[Point-per-instance localization data]

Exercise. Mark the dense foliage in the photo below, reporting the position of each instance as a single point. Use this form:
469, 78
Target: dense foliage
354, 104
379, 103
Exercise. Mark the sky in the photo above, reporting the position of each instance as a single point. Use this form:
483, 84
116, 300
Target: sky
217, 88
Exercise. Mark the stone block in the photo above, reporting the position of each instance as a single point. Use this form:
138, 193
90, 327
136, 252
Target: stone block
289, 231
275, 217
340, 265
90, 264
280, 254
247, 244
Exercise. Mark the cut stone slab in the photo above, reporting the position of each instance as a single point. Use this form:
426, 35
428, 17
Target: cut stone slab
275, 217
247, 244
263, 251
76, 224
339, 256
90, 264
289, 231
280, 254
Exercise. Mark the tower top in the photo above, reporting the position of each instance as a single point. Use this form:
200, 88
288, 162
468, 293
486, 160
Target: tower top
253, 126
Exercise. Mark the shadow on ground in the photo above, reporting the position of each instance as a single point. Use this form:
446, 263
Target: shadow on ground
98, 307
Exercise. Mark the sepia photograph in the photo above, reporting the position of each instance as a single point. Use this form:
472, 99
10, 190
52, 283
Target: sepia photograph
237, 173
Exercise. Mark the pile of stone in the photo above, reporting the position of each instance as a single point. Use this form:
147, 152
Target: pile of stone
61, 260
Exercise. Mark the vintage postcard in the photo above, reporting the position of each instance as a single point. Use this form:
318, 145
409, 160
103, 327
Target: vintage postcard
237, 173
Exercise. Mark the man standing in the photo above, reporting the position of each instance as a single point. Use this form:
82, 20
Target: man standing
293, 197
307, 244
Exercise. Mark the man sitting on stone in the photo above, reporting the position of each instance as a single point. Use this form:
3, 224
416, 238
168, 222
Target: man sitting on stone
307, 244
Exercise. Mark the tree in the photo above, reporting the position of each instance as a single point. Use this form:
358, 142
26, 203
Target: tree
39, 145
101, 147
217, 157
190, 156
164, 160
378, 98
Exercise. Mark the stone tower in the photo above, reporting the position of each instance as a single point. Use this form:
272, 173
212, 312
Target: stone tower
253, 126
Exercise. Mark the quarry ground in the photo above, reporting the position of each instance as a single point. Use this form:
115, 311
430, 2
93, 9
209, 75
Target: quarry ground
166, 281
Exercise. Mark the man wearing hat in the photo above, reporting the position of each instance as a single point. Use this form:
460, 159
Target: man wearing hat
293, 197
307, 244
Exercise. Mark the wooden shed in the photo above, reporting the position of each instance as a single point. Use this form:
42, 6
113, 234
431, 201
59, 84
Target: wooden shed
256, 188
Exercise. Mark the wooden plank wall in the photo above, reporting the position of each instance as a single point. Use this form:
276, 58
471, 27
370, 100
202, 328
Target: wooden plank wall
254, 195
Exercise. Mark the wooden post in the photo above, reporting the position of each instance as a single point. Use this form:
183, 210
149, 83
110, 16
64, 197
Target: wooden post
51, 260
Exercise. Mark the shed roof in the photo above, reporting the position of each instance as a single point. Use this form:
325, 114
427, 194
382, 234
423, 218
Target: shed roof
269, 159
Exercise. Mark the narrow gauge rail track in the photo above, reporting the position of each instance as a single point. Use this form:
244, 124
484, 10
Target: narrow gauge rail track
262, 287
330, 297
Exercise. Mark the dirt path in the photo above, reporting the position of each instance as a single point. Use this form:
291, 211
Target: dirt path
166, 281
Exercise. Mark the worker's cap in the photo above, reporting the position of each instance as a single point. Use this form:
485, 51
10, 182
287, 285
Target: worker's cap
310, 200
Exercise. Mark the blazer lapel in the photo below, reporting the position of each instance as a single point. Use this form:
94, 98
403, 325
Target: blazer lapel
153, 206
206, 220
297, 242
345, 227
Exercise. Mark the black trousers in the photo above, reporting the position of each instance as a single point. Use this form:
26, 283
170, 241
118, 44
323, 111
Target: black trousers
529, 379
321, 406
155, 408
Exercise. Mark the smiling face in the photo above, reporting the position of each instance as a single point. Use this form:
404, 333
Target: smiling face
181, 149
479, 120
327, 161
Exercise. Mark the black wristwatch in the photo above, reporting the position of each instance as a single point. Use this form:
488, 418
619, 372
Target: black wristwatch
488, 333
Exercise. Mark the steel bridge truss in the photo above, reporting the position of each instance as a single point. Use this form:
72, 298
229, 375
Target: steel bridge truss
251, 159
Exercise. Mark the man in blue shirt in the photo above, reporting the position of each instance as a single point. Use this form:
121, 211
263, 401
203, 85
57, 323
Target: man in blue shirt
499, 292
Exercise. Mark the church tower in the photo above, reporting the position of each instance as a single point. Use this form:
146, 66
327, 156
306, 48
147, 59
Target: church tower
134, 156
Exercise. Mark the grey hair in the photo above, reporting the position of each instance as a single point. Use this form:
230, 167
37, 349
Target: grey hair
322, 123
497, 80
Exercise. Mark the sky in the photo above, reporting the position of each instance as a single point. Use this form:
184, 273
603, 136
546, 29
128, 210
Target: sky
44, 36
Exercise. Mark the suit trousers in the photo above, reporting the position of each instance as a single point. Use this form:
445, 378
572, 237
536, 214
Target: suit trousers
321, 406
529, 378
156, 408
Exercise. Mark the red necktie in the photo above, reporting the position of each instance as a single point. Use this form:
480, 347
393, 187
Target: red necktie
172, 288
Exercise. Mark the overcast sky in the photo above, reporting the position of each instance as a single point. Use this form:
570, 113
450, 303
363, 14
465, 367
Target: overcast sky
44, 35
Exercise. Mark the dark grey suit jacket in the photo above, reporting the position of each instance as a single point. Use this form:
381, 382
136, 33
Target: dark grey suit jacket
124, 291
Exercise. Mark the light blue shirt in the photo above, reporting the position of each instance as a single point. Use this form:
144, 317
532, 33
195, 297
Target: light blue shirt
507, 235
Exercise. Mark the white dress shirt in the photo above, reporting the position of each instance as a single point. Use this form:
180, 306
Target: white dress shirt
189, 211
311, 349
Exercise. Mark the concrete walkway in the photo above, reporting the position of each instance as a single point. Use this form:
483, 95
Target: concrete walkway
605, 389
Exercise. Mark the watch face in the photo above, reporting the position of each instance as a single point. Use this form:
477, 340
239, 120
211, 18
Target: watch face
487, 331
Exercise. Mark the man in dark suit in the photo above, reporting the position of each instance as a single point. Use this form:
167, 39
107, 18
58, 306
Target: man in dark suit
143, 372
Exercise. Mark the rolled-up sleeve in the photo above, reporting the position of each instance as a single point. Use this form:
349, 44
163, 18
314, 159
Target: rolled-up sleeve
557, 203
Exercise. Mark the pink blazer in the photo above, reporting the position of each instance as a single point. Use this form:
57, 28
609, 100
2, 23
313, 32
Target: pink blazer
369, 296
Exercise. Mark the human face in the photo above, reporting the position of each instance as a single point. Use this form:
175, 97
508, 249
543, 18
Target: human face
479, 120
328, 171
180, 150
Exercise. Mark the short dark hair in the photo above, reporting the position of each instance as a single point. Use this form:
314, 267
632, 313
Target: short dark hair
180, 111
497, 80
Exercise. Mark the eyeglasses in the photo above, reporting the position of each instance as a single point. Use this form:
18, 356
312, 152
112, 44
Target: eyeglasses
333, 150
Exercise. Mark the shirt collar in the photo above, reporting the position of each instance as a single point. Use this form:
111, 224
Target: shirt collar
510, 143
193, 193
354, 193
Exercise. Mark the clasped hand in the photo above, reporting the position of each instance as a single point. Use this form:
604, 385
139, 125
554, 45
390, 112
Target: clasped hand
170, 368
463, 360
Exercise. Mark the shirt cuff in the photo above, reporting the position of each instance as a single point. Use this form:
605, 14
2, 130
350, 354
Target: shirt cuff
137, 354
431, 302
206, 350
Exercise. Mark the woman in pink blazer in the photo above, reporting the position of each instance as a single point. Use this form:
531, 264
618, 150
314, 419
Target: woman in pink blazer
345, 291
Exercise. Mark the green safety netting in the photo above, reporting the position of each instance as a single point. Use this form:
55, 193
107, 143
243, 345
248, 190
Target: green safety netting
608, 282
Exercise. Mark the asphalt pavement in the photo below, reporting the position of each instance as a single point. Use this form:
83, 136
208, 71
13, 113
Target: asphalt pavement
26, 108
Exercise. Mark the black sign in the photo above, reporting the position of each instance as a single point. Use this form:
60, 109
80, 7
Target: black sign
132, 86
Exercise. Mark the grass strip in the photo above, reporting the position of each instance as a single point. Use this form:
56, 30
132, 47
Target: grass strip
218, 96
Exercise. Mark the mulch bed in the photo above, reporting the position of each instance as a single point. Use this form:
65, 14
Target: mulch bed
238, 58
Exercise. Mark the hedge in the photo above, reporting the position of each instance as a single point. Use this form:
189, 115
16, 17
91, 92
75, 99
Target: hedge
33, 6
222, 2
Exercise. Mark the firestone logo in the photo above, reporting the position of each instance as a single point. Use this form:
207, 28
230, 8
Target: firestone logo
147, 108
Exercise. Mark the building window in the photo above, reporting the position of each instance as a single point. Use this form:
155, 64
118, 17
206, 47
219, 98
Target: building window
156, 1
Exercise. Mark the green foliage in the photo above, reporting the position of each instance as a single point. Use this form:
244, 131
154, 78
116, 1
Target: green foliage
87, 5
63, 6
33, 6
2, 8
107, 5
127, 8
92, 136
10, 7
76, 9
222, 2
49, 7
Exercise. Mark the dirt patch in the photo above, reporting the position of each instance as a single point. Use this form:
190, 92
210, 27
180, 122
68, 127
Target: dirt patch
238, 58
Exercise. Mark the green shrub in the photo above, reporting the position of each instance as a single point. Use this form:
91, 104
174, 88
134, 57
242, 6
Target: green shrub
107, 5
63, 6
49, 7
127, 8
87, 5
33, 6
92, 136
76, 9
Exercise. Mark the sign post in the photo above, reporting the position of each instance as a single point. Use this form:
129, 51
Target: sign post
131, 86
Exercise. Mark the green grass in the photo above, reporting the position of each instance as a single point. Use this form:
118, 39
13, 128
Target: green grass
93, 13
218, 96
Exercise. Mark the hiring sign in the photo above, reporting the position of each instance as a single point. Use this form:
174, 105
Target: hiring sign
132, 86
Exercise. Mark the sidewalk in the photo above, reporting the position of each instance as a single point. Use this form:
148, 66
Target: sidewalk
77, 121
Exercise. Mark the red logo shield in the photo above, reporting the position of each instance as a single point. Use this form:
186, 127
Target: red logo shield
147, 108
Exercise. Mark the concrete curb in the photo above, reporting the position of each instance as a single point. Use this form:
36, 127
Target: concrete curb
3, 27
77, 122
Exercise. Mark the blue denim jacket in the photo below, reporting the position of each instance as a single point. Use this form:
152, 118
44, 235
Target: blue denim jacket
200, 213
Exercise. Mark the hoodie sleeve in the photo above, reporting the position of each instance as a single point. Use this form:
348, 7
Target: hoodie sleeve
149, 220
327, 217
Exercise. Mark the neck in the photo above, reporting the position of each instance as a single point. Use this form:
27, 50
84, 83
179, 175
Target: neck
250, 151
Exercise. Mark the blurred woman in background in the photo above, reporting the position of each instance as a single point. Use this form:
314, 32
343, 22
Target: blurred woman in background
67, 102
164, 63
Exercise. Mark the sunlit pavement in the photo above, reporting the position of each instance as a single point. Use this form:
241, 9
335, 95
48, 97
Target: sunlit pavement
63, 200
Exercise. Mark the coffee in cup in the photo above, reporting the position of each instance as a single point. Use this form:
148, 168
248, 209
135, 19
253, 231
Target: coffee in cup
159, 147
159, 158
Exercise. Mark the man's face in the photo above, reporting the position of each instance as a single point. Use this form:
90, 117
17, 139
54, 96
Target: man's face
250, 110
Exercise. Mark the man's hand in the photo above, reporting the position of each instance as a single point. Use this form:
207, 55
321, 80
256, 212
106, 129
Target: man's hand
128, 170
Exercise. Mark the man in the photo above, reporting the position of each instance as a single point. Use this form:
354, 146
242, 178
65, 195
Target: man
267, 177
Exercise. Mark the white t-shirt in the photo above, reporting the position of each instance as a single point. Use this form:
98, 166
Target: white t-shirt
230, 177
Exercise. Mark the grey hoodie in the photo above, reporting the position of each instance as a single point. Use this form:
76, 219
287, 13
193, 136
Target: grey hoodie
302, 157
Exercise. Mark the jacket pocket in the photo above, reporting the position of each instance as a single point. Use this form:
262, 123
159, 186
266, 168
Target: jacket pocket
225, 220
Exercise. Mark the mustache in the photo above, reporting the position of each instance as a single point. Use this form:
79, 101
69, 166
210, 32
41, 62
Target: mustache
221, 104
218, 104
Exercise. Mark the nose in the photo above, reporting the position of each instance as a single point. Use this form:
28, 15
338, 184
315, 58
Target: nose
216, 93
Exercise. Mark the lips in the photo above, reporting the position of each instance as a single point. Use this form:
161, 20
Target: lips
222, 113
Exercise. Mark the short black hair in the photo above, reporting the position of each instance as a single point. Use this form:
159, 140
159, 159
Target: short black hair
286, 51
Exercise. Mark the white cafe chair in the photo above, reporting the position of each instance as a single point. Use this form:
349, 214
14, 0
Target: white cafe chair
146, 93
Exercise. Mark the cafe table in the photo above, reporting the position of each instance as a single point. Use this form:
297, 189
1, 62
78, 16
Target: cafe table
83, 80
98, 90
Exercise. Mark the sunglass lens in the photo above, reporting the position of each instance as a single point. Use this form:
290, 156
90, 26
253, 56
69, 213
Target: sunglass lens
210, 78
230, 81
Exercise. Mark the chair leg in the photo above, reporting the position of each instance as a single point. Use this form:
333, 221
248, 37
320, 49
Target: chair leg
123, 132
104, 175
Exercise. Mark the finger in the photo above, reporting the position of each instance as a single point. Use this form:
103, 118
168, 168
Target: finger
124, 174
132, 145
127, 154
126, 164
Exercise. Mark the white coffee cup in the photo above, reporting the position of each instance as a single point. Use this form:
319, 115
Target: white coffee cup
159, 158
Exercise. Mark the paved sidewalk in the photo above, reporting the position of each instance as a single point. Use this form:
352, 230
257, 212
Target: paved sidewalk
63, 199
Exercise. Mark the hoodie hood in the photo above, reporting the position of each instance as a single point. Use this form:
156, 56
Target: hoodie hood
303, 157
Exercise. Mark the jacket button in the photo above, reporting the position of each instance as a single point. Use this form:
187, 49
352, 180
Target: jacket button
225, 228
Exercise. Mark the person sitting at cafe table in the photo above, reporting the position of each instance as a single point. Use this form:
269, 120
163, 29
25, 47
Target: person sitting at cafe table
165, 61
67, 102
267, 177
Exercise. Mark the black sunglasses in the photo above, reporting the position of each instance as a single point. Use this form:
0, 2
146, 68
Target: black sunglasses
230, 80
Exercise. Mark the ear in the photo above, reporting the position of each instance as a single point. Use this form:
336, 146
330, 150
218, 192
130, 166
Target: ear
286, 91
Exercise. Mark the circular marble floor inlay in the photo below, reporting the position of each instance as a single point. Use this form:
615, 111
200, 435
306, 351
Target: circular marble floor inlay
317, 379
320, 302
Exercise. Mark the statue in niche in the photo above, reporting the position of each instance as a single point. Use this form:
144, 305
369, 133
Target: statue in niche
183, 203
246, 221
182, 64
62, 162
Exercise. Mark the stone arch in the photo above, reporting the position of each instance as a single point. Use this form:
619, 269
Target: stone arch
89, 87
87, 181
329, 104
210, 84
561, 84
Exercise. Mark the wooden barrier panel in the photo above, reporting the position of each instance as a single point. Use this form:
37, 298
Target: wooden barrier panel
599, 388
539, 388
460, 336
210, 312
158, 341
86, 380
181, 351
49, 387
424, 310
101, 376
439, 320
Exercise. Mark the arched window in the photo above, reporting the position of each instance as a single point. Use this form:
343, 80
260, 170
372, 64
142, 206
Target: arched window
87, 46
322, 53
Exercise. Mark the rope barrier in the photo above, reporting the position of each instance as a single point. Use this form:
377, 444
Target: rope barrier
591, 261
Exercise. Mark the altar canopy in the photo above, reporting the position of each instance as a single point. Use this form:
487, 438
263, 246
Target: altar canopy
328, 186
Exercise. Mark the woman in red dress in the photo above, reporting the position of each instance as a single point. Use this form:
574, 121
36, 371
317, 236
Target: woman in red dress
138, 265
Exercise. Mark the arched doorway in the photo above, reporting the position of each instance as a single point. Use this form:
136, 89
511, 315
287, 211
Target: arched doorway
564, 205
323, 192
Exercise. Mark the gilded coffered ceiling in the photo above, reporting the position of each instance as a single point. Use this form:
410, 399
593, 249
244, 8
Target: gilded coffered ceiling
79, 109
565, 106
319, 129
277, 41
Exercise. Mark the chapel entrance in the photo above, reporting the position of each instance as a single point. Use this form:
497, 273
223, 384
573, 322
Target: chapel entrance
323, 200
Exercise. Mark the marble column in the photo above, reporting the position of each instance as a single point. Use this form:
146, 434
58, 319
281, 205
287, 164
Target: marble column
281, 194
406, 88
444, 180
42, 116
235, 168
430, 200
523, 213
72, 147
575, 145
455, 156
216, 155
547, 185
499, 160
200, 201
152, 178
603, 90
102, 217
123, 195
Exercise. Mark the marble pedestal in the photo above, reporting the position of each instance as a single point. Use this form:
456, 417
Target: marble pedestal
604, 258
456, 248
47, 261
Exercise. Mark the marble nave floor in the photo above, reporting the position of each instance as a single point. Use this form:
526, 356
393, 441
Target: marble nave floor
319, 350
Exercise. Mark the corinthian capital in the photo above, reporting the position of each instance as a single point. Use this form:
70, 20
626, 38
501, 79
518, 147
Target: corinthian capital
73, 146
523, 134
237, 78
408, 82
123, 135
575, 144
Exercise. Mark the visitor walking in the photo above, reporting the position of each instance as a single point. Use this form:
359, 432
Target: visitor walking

- **TO DO**: Return all lines of the data in which the string "walking" appears.

- **YOUR SOLUTION**:
Exercise. Mark the visitor walking in the photo above, reporting the position of each instance as a single point. Use this form:
Target: visitor walking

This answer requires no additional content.